==== AVAILABLE DATA ====

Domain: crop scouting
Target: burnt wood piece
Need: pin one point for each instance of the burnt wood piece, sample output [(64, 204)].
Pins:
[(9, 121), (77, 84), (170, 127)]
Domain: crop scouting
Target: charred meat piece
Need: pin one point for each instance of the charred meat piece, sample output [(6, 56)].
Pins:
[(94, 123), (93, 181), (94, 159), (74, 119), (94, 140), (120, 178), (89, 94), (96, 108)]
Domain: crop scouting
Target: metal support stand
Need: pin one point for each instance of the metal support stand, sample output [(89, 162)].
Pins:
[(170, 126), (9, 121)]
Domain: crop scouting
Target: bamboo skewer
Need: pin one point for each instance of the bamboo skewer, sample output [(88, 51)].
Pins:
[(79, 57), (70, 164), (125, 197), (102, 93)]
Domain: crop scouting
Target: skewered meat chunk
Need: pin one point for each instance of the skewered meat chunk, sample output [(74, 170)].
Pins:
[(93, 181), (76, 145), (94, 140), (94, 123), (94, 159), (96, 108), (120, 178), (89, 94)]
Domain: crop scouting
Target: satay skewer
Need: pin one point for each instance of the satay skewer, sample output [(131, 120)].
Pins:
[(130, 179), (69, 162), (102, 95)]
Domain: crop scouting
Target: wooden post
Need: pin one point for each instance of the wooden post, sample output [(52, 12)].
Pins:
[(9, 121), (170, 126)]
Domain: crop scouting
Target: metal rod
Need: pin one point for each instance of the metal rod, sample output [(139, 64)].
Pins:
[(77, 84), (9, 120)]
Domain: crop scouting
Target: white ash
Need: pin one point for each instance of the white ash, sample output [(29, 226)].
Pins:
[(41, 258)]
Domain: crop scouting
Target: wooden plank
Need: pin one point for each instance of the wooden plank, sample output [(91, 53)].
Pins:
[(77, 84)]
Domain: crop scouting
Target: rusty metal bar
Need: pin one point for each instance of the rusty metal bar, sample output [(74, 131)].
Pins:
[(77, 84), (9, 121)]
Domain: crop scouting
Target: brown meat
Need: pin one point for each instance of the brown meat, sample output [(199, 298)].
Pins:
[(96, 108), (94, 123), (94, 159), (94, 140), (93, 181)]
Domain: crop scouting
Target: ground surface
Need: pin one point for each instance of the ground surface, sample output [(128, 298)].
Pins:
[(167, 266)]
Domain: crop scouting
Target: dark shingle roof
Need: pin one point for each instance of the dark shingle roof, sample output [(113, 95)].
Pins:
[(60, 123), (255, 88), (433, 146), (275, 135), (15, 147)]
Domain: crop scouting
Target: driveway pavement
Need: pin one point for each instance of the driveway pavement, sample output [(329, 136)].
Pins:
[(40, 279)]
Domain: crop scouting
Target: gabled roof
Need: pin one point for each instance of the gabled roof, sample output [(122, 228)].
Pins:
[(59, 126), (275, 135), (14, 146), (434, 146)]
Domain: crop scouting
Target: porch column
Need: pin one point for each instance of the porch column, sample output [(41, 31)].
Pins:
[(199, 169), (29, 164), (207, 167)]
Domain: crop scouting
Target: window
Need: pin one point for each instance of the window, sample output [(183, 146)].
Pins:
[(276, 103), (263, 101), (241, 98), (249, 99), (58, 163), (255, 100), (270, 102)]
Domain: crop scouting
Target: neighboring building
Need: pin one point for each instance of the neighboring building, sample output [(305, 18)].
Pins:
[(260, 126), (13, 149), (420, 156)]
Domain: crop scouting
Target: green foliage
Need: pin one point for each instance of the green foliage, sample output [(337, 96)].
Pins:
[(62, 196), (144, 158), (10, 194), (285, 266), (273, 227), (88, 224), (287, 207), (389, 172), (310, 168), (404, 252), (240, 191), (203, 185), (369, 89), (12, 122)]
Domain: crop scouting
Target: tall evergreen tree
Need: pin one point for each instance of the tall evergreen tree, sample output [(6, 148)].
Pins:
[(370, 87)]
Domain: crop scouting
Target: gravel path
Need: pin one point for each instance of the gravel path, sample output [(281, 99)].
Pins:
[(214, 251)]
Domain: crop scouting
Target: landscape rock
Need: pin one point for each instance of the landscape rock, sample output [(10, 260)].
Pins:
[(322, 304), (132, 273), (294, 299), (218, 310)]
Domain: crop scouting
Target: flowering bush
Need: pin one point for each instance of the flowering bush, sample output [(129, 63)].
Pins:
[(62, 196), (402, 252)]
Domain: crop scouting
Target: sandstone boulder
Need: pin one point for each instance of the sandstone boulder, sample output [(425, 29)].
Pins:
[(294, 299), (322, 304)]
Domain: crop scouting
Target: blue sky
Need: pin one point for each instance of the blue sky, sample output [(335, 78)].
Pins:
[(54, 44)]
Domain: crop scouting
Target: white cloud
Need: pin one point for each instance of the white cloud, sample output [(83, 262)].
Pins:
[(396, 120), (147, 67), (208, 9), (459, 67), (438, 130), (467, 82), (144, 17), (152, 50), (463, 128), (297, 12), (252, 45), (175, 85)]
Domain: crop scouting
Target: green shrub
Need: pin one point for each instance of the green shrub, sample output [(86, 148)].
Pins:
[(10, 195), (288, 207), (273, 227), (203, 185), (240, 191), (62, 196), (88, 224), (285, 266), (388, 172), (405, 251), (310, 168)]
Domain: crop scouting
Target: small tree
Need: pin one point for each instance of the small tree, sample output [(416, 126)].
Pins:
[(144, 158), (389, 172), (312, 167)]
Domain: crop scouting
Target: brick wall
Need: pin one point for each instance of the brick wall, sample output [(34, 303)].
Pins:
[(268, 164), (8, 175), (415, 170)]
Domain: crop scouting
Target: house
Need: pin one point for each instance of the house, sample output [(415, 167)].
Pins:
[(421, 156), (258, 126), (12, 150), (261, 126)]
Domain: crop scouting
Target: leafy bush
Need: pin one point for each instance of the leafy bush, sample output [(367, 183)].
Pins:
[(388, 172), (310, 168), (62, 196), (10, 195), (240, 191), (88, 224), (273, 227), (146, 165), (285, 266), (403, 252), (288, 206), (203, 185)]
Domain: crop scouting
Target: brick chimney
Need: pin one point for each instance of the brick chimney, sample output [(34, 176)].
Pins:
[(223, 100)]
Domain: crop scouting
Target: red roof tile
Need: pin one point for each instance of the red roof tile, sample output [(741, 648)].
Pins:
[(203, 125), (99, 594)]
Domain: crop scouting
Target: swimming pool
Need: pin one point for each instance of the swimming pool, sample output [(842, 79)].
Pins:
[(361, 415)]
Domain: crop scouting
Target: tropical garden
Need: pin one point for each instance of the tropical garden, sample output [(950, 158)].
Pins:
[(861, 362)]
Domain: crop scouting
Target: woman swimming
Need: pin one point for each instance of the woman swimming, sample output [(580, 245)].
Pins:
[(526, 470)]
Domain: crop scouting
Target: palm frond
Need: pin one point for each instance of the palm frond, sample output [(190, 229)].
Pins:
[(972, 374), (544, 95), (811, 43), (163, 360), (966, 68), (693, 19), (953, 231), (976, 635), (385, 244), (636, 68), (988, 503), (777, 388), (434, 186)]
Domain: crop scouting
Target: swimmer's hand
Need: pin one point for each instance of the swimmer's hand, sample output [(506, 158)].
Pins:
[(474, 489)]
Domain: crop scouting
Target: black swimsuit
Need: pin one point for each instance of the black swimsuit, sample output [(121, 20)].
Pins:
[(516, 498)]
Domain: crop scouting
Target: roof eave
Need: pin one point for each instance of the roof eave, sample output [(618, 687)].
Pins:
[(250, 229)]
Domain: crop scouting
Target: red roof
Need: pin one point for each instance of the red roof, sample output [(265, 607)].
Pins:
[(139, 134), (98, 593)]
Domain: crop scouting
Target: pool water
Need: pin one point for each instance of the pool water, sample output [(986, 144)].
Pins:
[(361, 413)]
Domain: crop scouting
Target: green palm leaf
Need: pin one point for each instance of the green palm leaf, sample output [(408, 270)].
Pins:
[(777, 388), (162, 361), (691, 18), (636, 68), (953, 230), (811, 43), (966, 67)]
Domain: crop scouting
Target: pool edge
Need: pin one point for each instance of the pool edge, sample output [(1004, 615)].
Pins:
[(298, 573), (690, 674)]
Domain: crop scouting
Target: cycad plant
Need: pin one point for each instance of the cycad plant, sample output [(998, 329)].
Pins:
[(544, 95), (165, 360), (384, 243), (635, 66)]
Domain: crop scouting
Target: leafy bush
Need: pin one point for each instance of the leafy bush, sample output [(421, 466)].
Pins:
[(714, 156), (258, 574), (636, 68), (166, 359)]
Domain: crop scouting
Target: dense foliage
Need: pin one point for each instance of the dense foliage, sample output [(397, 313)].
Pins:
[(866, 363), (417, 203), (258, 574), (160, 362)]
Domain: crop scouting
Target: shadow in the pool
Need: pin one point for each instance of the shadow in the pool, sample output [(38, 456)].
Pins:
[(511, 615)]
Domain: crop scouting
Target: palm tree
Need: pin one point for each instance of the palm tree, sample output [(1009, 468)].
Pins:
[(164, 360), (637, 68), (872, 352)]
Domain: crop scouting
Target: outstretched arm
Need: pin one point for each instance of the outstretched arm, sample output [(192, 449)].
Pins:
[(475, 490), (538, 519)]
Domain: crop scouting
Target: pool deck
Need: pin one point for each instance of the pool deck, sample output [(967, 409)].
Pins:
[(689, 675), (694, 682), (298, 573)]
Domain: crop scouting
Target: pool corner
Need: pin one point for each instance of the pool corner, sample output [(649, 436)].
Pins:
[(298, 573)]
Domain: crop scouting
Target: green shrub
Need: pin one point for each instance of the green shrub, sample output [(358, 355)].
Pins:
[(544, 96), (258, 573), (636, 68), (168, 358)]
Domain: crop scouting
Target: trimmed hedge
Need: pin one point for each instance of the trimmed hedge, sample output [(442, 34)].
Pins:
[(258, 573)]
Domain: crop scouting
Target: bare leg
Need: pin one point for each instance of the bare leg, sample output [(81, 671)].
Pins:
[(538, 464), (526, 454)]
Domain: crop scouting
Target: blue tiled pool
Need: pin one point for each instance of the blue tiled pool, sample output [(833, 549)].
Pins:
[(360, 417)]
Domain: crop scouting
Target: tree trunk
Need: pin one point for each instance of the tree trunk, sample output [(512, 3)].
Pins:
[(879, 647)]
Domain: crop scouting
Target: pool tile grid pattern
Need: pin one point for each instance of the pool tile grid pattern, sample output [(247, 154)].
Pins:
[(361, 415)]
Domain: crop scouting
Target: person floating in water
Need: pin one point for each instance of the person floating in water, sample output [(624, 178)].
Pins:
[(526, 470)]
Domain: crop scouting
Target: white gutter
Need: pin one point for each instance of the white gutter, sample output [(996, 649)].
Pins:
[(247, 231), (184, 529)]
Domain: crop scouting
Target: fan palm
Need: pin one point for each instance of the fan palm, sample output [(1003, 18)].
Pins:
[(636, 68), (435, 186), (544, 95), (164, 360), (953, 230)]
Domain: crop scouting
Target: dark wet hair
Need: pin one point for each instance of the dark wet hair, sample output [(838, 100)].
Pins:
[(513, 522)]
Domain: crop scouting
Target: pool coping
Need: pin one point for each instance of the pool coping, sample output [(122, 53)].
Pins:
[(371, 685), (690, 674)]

====

### [GIVEN PROBLEM]
Please copy the records line for line, from the very first line through the line that contains "[(9, 121), (77, 84), (170, 127)]", with no character changed.

### [FINISHED TASK]
Domain: crop scouting
Target: burnt wood piece
Need: pin one point for each instance of the burnt wood piece, sample output [(64, 204)].
Pins:
[(9, 121), (77, 84), (170, 127)]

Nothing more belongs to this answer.